Given passage:
#####
For the millionth time: Social skills can't be learned
That's entirely incorrect. EDIT: Here's a link:
https://www.mpib-berlin.mpg.de/en/research/concluded-areas/mprg-neurocognition-of-decision-making/decision-making-in-social-contexts/individuals-with-asperger
That's entirely incorrect. EDIT: Here's a link:
https://www.mpib-berlin.mpg.de/en/research/concluded-areas/mprg-neurocognition-of-decision-making/decision-making-in-social-contexts/individuals-with-asperger
I asked you to leave me alone. Please respect that.
It's really none of your business to tell me what I can post on any thread, especially not one that I've already posted on.
I'm correcting the misinformation that you have posted, so that others are not confused or misled.
Stop telling me what to do, and mind your own business. You do not have the authority to go around setting your own rules here.
I'm correcting the misinformation that you have posted, so that others are not confused or misled.
Stop telling me what to do, and mind your own business. You do not have the authority to go around setting your own rules here.
Just so you know, I won't read any comments from you on my comments. Please leave me alone.
I've been empathizing looks over social skills in the dating scene since that's the only real thing I am able offer to women at this point (besides just being polite and kind).
Before any of you shout "shallow" at me, let me tell you what is considered impossible to improve on: social skills.
Personality just means being nice so please don't get that confused. You can have a good personality and lack social skills but girls still won't like you.
The brain of an Aspergian is wired in a way where NT social rules and logic simply can't be mastered. NTs can change the rules at unexpected times for purposes of fun and occasionally mind games.
You can't follow a script communicate around NTs, because non verbal cues dictate when the tone of a conversation and change its direction and leave you as the awkward one.
I've tried learning social skills, it's like teaching calculus to someone with dyscalculia. The logic is just too hard to decipher. If I ask too many questions, I'm seen as an FBI agent, if I ask too little, I'm seen as self-absorbed.
In the next 10 years, almost all Americans will be overweight/obese, so staying at a fit weight will be considered an accomplishment in the dating scene. I'll say again: fitness is changeable, social skills are not. Once shy = always shy.
Now you know this quote from a WP member is BS: "still others, such as myself, could hardly care less about how he looks so long as he can debate Socrates."*
* If you have an ASD, you've got to be kidding me!!
A-MEN mah Brotha!
Social skills, like all other skills, are ultimately based on Innate Ability. And the fundamental theorem of social interaction is the harder you try, the dumber you look. Social skills are like language skills in that most people learn to speak and understand spoken language just being hearing and imitating. They don't need to consciously be taught it the way they're taught written language.
Autism is indeed a disability. Which means that we autists cannot do all the things that NTs are able to do and we will always struggle with stuff that are second nature to them; like body language.
#####
Data extract:
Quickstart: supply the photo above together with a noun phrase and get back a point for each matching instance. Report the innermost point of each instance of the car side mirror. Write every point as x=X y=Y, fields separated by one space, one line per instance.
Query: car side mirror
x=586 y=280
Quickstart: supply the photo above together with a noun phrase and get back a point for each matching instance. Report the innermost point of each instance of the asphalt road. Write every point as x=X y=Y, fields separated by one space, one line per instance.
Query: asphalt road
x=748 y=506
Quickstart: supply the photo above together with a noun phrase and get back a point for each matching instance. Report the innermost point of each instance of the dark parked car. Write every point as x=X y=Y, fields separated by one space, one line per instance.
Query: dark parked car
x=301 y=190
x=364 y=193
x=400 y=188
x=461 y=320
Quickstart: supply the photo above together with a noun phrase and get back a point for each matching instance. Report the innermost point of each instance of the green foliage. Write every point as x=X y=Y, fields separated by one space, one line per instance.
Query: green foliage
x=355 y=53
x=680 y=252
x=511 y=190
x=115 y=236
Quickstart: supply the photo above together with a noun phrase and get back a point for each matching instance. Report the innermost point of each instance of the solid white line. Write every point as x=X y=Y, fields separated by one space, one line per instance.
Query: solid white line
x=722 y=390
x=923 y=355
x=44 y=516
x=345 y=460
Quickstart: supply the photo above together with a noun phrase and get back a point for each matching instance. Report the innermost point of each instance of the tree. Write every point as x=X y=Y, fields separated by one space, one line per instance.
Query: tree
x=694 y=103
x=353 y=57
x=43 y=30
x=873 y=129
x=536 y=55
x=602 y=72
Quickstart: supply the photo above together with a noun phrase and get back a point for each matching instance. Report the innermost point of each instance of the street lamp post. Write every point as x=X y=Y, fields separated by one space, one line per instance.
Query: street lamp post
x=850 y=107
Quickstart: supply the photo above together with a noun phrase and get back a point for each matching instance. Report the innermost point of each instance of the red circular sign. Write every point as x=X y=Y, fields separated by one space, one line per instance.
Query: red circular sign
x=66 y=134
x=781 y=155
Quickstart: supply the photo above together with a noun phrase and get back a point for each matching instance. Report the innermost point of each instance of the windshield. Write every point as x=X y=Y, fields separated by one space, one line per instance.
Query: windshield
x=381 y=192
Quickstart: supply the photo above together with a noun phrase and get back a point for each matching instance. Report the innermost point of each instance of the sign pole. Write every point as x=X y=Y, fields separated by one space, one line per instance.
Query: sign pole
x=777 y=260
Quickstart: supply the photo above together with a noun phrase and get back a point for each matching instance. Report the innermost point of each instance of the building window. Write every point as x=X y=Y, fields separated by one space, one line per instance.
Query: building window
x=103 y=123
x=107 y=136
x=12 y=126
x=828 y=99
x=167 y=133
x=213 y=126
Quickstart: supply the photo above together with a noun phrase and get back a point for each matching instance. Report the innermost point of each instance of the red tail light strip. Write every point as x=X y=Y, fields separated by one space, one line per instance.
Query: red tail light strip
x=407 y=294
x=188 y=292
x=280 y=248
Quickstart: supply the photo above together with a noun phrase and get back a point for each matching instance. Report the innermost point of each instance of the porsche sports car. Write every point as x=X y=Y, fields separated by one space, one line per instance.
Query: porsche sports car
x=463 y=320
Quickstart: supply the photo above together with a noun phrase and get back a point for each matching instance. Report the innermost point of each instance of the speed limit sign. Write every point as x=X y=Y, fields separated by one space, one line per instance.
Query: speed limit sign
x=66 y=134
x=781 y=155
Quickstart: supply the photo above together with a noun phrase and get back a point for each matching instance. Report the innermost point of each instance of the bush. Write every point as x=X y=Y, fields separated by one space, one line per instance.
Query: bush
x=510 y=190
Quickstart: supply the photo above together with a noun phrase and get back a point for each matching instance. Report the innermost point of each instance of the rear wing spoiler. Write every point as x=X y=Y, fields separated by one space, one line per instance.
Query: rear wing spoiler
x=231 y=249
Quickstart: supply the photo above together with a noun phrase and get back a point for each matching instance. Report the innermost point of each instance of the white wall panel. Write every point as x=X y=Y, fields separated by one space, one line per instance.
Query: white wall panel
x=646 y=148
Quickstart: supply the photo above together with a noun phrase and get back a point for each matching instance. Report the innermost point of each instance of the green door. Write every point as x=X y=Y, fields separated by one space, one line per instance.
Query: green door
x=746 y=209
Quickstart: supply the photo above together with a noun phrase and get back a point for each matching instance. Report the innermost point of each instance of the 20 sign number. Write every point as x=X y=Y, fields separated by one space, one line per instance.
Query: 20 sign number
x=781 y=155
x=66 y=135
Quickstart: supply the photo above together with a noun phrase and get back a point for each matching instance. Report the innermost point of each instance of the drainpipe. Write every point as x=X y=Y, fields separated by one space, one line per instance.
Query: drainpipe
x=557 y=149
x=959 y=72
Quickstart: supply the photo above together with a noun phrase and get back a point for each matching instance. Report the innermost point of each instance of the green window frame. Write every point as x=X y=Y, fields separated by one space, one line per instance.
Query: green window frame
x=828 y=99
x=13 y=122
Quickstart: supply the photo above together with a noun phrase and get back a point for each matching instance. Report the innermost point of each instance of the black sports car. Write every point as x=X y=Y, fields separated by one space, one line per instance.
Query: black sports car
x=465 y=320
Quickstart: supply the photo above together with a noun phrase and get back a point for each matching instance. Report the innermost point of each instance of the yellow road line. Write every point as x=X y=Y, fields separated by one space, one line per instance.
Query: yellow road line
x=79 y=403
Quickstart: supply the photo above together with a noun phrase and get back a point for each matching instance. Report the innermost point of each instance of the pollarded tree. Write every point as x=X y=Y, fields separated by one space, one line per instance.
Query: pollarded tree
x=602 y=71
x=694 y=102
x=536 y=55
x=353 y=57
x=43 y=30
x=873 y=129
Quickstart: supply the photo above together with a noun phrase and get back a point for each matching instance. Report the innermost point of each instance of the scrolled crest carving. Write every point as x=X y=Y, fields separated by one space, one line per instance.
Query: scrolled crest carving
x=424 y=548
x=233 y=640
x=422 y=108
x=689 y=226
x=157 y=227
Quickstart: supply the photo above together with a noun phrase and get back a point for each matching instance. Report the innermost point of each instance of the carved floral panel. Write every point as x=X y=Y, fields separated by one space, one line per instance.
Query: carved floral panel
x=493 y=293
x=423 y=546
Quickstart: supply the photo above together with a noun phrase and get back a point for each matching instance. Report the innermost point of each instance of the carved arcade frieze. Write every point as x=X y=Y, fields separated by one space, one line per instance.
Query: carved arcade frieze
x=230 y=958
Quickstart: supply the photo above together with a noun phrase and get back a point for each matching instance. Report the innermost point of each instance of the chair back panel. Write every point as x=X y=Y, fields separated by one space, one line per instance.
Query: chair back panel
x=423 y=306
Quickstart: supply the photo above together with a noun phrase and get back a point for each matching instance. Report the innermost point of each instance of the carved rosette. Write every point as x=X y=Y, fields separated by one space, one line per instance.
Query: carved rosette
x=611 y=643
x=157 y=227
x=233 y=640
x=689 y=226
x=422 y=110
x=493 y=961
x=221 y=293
#####
Problem statement:
In the forum thread, what does the poster compare trying to learn social skills to? The listing above is separate material, unrelated to the forum thread.

Your solution:
Teaching calculus to someone with dyscalculia.